#### Task requirements:
Reproduce the listing below from its first line through the line containing "0, 0, 1024, 234", replacing every occurrence of "night-vision image" with "infrared frame" and leaving everything else as it is.

** begin Records supplied **

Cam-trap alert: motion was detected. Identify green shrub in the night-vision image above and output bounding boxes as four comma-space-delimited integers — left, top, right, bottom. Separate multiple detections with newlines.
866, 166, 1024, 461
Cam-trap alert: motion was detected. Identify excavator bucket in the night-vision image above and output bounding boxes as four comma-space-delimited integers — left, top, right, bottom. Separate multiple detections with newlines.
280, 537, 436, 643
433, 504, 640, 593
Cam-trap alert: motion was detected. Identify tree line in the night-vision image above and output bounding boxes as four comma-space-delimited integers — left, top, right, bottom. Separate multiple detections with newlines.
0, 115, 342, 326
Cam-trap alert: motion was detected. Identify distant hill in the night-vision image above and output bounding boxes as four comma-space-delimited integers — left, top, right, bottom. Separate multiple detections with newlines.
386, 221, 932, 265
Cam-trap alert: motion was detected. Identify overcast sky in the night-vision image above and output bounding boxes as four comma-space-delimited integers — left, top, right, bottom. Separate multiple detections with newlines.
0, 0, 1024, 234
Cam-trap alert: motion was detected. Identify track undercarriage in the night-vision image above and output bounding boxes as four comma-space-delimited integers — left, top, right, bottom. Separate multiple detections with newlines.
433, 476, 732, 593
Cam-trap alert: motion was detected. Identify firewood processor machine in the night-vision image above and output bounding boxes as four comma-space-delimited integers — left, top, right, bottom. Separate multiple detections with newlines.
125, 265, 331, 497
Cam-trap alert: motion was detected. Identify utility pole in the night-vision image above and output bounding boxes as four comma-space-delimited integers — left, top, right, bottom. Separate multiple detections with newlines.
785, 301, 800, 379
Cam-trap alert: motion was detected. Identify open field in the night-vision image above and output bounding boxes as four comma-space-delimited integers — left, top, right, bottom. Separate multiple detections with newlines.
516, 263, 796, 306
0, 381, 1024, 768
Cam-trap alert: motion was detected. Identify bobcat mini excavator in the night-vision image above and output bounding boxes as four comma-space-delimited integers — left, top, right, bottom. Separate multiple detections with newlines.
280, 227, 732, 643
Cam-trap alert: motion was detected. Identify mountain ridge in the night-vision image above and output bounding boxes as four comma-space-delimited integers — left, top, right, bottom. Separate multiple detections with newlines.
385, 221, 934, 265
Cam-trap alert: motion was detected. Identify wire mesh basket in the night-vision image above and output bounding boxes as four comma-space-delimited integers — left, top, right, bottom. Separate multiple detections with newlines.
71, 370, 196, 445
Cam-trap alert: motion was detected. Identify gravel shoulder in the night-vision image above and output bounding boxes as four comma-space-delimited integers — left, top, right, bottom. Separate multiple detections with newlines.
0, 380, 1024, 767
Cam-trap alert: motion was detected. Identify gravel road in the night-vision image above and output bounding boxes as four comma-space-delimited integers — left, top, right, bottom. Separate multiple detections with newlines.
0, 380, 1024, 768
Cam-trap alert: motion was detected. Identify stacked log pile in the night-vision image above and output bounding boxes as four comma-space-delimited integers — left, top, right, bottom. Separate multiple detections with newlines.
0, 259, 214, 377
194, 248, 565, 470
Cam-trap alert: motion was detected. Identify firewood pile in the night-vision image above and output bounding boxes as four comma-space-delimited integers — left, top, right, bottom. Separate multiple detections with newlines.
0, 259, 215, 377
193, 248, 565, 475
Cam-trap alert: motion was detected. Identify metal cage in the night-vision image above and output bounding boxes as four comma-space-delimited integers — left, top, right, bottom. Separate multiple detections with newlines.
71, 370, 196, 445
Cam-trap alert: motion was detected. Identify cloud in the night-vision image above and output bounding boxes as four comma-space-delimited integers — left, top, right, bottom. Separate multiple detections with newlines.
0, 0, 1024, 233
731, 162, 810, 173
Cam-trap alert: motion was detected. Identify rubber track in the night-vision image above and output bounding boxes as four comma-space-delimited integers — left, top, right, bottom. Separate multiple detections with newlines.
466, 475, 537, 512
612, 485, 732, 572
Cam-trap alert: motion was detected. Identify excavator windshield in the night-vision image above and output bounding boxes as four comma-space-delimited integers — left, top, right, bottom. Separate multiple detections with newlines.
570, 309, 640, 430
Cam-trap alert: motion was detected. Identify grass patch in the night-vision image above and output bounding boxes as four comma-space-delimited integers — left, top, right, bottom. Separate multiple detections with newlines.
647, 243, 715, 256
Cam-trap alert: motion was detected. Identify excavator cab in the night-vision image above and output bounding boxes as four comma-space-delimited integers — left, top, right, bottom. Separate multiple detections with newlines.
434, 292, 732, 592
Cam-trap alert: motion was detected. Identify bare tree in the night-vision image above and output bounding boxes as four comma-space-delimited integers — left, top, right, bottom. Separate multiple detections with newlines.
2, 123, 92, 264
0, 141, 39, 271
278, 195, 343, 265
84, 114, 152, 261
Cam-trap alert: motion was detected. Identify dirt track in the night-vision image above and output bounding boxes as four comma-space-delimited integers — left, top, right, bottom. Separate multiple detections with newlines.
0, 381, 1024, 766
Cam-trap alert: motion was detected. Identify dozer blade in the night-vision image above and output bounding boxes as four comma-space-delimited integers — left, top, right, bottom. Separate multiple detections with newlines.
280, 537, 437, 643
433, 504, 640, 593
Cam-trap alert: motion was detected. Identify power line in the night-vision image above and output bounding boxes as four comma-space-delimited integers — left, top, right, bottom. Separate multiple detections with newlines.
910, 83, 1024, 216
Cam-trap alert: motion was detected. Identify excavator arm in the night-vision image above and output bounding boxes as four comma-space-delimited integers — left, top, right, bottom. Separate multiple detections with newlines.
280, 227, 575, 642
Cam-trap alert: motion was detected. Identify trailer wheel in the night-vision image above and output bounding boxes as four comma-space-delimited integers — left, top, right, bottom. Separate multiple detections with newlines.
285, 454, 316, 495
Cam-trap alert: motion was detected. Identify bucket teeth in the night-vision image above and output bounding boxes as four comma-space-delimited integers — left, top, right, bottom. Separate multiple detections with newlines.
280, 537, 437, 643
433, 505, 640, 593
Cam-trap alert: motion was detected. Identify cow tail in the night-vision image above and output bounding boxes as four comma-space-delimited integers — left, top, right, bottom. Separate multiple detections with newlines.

** end Records supplied **

#### Task output:
Cam-trap alert: motion was detected. Identify green shrub in the infrared frame above and output bounding boxes as four comma-space-delimited integers — left, top, right, bottom. Separate multiple detections with newlines.
866, 166, 1024, 461
Cam-trap alert: motion was detected. Identify excavator bucket in the infrared frame above and output bounding boxes as four comma-space-delimited integers — left, top, right, bottom. Separate multiple detections with newlines.
280, 537, 436, 643
433, 504, 640, 593
Cam-trap alert: motion was detected. Identify tree line in the infrared frame above and output bounding boxes as four comma-space-delimited integers — left, top, right, bottom. Separate multiple detections with newlines.
0, 115, 342, 326
Cam-trap alert: motion was detected. Identify distant hill in the infrared frame above and output bounding boxes as four comma-space-delimited integers — left, top, right, bottom. Separate multiple detections with newlines.
386, 221, 932, 265
Cam-trap alert: motion was detected. Identify overcast sky in the infrared frame above and output bounding boxes as four comma-space-delimited integers — left, top, right, bottom. Separate multiple detections with newlines.
0, 0, 1024, 234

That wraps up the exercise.